(Records excerpted from a collection)
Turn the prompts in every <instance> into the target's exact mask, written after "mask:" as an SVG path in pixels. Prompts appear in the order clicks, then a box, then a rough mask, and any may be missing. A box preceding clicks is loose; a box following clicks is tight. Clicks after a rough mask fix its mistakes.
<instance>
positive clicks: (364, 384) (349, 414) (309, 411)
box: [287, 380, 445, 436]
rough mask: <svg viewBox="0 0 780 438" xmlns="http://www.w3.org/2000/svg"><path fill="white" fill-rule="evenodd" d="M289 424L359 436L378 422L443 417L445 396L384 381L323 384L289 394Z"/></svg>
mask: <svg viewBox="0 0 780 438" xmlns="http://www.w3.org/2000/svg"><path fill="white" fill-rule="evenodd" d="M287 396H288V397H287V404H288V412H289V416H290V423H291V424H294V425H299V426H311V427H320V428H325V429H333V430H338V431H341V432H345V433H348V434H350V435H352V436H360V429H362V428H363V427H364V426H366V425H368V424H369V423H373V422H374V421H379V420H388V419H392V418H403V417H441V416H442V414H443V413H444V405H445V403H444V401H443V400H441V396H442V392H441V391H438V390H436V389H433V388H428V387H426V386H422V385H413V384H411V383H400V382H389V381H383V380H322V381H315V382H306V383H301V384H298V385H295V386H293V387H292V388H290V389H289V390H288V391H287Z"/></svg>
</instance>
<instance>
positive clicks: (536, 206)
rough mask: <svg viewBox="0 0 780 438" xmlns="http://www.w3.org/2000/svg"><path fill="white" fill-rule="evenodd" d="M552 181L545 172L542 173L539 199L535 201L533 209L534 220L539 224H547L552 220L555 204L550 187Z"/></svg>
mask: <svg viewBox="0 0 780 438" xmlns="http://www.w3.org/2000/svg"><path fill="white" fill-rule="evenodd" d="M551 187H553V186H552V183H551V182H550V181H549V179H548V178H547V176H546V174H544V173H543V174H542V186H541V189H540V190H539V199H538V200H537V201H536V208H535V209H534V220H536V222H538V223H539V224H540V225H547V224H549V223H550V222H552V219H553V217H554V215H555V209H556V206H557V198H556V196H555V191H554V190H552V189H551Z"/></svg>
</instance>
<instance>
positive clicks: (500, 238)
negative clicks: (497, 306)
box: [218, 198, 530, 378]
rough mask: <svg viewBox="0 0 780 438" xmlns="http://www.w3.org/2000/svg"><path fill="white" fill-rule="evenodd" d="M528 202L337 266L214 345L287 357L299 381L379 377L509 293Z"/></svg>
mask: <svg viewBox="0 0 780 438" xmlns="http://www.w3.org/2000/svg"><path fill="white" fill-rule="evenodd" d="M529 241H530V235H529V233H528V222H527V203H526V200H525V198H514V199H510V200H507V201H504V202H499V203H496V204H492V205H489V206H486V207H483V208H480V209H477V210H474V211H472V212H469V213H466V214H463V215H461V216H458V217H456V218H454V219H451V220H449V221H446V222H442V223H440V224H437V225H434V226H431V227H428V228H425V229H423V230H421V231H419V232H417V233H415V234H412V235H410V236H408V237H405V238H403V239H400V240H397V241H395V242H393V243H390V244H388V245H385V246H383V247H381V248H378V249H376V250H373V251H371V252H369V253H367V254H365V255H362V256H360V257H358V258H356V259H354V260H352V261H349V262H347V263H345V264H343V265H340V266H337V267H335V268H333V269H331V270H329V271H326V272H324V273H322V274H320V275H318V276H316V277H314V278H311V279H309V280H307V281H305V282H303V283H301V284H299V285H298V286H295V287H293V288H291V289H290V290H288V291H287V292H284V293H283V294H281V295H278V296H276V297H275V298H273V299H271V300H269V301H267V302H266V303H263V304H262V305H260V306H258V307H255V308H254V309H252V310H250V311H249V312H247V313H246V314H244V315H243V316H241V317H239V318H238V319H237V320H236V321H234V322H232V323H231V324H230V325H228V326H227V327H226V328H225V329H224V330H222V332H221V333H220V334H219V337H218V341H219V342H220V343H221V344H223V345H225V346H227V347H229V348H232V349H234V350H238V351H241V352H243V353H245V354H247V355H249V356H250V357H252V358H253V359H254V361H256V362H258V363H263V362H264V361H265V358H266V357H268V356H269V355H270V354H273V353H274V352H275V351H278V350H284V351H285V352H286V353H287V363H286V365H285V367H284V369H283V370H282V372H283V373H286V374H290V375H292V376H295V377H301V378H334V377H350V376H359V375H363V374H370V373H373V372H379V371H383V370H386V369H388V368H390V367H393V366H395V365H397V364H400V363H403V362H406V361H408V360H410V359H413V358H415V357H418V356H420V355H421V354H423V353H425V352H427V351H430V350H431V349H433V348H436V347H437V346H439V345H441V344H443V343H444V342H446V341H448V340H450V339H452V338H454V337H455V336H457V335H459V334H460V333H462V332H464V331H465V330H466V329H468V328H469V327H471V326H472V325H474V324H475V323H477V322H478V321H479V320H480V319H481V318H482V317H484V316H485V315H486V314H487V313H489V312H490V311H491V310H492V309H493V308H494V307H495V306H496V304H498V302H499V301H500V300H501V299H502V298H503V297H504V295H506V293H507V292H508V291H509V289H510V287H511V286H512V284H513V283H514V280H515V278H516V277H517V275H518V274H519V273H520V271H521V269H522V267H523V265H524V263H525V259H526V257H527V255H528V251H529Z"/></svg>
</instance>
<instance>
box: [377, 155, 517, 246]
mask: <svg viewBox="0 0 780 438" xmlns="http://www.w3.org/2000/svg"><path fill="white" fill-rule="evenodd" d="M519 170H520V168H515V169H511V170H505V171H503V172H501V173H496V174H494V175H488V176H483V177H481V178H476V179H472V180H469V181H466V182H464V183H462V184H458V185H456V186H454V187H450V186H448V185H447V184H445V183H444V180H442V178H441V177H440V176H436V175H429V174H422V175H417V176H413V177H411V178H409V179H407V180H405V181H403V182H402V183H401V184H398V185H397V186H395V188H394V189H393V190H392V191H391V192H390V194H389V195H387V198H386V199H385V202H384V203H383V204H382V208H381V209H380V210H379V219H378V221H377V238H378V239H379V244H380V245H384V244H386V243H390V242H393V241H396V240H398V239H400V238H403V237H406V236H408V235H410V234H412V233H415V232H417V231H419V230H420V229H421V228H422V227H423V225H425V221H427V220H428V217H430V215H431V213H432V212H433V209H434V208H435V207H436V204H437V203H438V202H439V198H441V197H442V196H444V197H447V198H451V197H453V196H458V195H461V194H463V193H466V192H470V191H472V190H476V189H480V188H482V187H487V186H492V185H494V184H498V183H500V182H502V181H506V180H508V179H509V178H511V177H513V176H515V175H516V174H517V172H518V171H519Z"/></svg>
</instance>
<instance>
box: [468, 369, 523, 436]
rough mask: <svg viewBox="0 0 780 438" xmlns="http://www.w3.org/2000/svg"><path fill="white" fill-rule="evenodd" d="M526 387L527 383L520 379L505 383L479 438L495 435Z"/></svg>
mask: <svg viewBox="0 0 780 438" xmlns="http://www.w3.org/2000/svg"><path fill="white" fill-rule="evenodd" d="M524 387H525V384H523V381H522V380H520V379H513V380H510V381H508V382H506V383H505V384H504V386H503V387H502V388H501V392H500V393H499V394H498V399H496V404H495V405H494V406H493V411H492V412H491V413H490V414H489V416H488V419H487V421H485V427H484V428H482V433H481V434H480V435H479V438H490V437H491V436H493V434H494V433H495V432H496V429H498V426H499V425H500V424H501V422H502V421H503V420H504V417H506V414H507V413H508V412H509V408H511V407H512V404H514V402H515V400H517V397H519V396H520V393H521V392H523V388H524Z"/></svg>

**Activity**:
Once more, write out the records exactly as they are.

**Task result**:
Turn the prompts in every <instance> into the target's exact mask, written after "mask:" as an SVG path in pixels. Prompts appear in the order clicks, then a box, then a rough mask, and any may be missing. A box preceding clicks is loose; a box following clicks is tight. Clicks after a rough mask fix its mistakes.
<instance>
positive clicks: (364, 384) (349, 414) (309, 411)
box: [287, 380, 445, 436]
rough mask: <svg viewBox="0 0 780 438" xmlns="http://www.w3.org/2000/svg"><path fill="white" fill-rule="evenodd" d="M289 424L359 436L378 422L443 417L445 396L384 381L323 384L289 394Z"/></svg>
mask: <svg viewBox="0 0 780 438" xmlns="http://www.w3.org/2000/svg"><path fill="white" fill-rule="evenodd" d="M287 396H288V397H287V404H288V412H289V416H290V423H291V424H294V425H299V426H311V427H320V428H325V429H333V430H338V431H341V432H345V433H348V434H350V435H352V436H360V429H362V428H363V427H364V426H366V425H368V424H369V423H373V422H374V421H379V420H388V419H392V418H403V417H441V416H442V414H443V413H444V405H445V403H444V401H443V400H441V396H442V392H441V391H438V390H436V389H433V388H428V387H426V386H422V385H413V384H411V383H400V382H389V381H383V380H322V381H315V382H306V383H301V384H298V385H295V386H293V387H292V388H290V389H289V390H288V391H287Z"/></svg>
</instance>
<instance>
positive clicks: (536, 206)
rough mask: <svg viewBox="0 0 780 438" xmlns="http://www.w3.org/2000/svg"><path fill="white" fill-rule="evenodd" d="M552 181L545 172L542 173L539 199L535 201L533 209L534 220L539 224H547L552 220L555 204L550 187Z"/></svg>
mask: <svg viewBox="0 0 780 438" xmlns="http://www.w3.org/2000/svg"><path fill="white" fill-rule="evenodd" d="M551 187H553V186H552V183H551V182H550V181H549V179H548V178H547V176H546V174H544V173H543V174H542V186H541V189H540V190H539V199H538V200H537V201H536V208H535V209H534V220H536V222H538V223H539V224H540V225H547V224H549V223H550V222H552V219H553V217H554V215H555V209H556V206H557V198H556V196H555V191H554V190H552V189H551Z"/></svg>
</instance>
<instance>
positive clicks: (500, 238)
negative clicks: (497, 306)
box: [218, 198, 530, 378]
rough mask: <svg viewBox="0 0 780 438" xmlns="http://www.w3.org/2000/svg"><path fill="white" fill-rule="evenodd" d="M528 202L337 266L214 345L287 357L299 381L379 377L509 293Z"/></svg>
mask: <svg viewBox="0 0 780 438" xmlns="http://www.w3.org/2000/svg"><path fill="white" fill-rule="evenodd" d="M529 241H530V235H529V233H528V222H527V203H526V200H525V198H514V199H510V200H507V201H504V202H499V203H496V204H492V205H489V206H486V207H483V208H480V209H477V210H474V211H472V212H469V213H466V214H463V215H461V216H458V217H456V218H454V219H451V220H449V221H446V222H442V223H440V224H437V225H434V226H431V227H428V228H425V229H423V230H421V231H419V232H417V233H415V234H412V235H410V236H408V237H405V238H403V239H400V240H397V241H395V242H393V243H390V244H388V245H385V246H383V247H381V248H378V249H376V250H373V251H371V252H369V253H367V254H365V255H362V256H360V257H358V258H356V259H354V260H352V261H349V262H347V263H345V264H343V265H340V266H337V267H335V268H333V269H331V270H329V271H326V272H324V273H322V274H320V275H318V276H316V277H314V278H311V279H309V280H307V281H305V282H303V283H301V284H299V285H298V286H295V287H293V288H291V289H290V290H288V291H287V292H284V293H283V294H281V295H278V296H276V297H275V298H273V299H271V300H269V301H267V302H266V303H263V304H262V305H260V306H258V307H255V308H254V309H252V310H250V311H249V312H247V313H246V314H244V315H243V316H241V317H239V318H238V319H237V320H236V321H234V322H232V323H231V324H230V325H228V326H227V327H226V328H225V329H224V330H222V332H221V333H220V334H219V337H218V341H219V342H220V343H221V344H223V345H225V346H227V347H229V348H232V349H234V350H238V351H241V352H243V353H245V354H247V355H249V356H250V357H252V358H253V359H254V361H256V362H258V363H263V362H264V361H265V358H266V357H268V356H269V355H270V354H273V353H274V352H275V351H278V350H284V351H285V352H286V353H287V363H286V365H285V367H284V369H283V370H282V372H283V373H286V374H290V375H292V376H295V377H301V378H334V377H350V376H359V375H363V374H370V373H373V372H379V371H383V370H386V369H388V368H390V367H393V366H395V365H397V364H400V363H403V362H406V361H408V360H410V359H413V358H415V357H418V356H420V355H421V354H423V353H425V352H427V351H430V350H431V349H433V348H436V347H437V346H439V345H441V344H443V343H444V342H446V341H448V340H450V339H452V338H454V337H455V336H457V335H459V334H460V333H462V332H464V331H465V330H466V329H468V328H469V327H471V326H472V325H474V324H475V323H477V322H478V321H479V320H480V319H481V318H482V317H484V316H485V315H486V314H487V313H489V312H490V311H491V310H492V309H493V308H494V307H495V306H496V304H498V302H499V301H500V300H501V299H502V298H503V297H504V295H506V293H507V292H508V291H509V289H510V287H511V286H512V284H513V283H514V280H515V278H516V277H517V275H518V274H519V273H520V271H521V269H522V267H523V265H524V263H525V259H526V257H527V255H528V251H529Z"/></svg>
</instance>
<instance>
box: [377, 155, 517, 246]
mask: <svg viewBox="0 0 780 438" xmlns="http://www.w3.org/2000/svg"><path fill="white" fill-rule="evenodd" d="M519 170H520V168H515V169H511V170H505V171H503V172H501V173H496V174H494V175H488V176H483V177H481V178H476V179H472V180H469V181H466V182H464V183H462V184H458V185H456V186H454V187H450V186H448V185H447V184H445V183H444V180H442V178H441V177H440V176H436V175H429V174H422V175H417V176H413V177H411V178H409V179H407V180H405V181H403V182H402V183H401V184H398V185H397V186H395V188H394V189H393V190H392V191H391V192H390V194H389V195H387V198H386V199H385V202H384V203H383V204H382V208H381V209H380V210H379V219H378V221H377V238H378V239H379V244H380V245H384V244H386V243H390V242H393V241H396V240H398V239H400V238H403V237H406V236H408V235H410V234H412V233H415V232H417V231H419V230H420V229H421V228H422V227H423V225H425V221H427V220H428V217H430V215H431V213H432V212H433V209H434V208H435V207H436V204H437V203H438V202H439V198H441V197H442V196H444V197H447V198H451V197H453V196H458V195H461V194H463V193H466V192H470V191H472V190H476V189H480V188H482V187H487V186H492V185H494V184H498V183H500V182H502V181H506V180H508V179H509V178H511V177H513V176H515V175H516V174H517V172H518V171H519Z"/></svg>
</instance>
<instance>
box: [468, 369, 523, 436]
rough mask: <svg viewBox="0 0 780 438" xmlns="http://www.w3.org/2000/svg"><path fill="white" fill-rule="evenodd" d="M526 387L527 383L520 379L505 383L479 438L495 435Z"/></svg>
mask: <svg viewBox="0 0 780 438" xmlns="http://www.w3.org/2000/svg"><path fill="white" fill-rule="evenodd" d="M524 387H525V384H523V381H522V380H520V379H513V380H510V381H508V382H506V383H505V384H504V386H503V387H502V388H501V392H500V393H499V394H498V399H496V404H495V405H494V406H493V411H492V412H491V413H490V414H489V416H488V419H487V421H485V427H484V428H482V433H481V434H480V435H479V438H490V437H491V436H493V434H494V433H495V432H496V429H498V426H499V425H500V424H501V422H502V421H503V420H504V417H506V414H507V413H508V412H509V408H511V407H512V404H514V402H515V400H517V397H519V396H520V393H521V392H523V388H524Z"/></svg>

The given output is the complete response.